[What to do] All lines in the material below that contain "fence" should be located and copied.

# # #

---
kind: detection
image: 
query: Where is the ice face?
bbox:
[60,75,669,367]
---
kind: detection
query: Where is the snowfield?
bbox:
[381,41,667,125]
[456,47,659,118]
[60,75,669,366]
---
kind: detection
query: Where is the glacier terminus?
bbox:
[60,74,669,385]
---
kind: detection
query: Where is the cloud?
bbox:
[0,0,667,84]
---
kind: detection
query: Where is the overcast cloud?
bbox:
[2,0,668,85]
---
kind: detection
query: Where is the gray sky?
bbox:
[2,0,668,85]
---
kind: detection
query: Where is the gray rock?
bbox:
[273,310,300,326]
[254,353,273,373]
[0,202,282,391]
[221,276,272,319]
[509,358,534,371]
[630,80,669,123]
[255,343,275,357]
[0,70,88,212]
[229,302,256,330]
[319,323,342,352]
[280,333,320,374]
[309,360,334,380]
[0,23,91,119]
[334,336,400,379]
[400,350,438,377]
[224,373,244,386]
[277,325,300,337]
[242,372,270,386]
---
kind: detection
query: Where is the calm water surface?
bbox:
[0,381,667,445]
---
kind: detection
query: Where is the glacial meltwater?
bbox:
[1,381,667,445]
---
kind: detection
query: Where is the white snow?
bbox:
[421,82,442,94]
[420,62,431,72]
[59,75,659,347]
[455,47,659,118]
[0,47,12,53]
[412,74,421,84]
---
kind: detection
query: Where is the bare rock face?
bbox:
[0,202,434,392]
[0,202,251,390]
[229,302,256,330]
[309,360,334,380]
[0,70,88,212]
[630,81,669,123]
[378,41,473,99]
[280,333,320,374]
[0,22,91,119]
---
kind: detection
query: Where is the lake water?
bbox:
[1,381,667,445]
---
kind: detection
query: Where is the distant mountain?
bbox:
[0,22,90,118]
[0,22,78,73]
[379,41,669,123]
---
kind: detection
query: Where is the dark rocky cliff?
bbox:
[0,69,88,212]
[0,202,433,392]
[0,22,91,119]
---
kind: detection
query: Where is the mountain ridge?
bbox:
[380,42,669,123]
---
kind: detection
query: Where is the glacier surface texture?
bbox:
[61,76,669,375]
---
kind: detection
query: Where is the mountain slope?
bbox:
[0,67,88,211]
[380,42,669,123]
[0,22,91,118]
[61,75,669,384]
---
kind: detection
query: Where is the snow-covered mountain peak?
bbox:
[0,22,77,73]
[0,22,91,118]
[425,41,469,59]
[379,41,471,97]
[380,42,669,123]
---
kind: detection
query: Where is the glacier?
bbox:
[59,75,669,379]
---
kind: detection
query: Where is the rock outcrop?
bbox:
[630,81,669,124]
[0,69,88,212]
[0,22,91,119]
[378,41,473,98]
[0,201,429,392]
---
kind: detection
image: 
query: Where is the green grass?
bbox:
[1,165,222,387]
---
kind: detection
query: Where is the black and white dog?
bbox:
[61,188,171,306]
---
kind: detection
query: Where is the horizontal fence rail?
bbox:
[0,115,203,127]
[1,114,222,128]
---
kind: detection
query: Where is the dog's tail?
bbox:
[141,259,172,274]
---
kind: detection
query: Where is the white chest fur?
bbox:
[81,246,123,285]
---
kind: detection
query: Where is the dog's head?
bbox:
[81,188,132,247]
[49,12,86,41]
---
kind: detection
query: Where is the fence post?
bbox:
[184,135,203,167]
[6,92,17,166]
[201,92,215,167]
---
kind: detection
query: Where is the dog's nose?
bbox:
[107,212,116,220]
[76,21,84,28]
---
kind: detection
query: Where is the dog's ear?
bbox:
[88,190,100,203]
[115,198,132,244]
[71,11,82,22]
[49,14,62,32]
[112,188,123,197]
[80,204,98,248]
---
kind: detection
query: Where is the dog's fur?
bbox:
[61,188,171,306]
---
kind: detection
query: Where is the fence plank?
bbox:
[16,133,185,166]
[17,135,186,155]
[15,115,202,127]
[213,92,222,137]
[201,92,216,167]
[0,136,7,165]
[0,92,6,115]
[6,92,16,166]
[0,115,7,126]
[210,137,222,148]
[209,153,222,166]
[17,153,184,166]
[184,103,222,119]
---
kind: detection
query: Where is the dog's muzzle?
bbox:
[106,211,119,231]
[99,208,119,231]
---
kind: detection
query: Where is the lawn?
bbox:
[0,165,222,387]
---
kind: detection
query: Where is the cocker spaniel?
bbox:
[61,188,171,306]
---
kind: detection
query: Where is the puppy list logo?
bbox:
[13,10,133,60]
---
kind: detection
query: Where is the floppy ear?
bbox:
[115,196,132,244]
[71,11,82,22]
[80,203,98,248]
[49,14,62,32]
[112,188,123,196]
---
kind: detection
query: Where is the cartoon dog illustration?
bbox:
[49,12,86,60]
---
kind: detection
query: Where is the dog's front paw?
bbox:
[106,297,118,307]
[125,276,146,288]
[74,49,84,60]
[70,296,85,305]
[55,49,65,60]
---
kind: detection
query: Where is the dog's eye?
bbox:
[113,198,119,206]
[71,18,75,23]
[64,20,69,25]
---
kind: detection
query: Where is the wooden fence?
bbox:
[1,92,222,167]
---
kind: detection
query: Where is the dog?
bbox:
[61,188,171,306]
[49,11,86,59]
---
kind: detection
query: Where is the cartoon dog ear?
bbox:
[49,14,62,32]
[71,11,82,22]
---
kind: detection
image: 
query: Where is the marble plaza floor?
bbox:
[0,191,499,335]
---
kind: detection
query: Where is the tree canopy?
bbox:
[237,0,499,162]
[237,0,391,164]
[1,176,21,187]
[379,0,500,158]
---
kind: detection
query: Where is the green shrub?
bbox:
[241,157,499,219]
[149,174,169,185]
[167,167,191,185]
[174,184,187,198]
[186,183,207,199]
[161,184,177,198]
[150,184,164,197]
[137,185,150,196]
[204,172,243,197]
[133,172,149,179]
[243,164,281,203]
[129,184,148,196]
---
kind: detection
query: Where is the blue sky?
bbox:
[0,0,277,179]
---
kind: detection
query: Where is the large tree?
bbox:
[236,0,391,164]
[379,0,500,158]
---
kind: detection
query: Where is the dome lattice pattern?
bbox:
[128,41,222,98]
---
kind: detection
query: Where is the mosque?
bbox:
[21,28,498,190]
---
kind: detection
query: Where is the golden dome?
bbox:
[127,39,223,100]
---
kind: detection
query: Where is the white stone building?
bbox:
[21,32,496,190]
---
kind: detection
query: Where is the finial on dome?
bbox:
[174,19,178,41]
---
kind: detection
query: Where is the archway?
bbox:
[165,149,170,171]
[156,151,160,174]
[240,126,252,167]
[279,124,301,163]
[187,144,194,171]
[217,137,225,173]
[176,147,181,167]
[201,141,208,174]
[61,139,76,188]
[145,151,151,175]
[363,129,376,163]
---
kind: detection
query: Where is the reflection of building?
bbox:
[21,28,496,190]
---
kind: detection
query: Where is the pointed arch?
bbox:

# # #

[Result]
query: Where is the horizontal fence rail?
query: Where is the fence post?
query: Where is the fence plank?
query: Where is the wooden fence?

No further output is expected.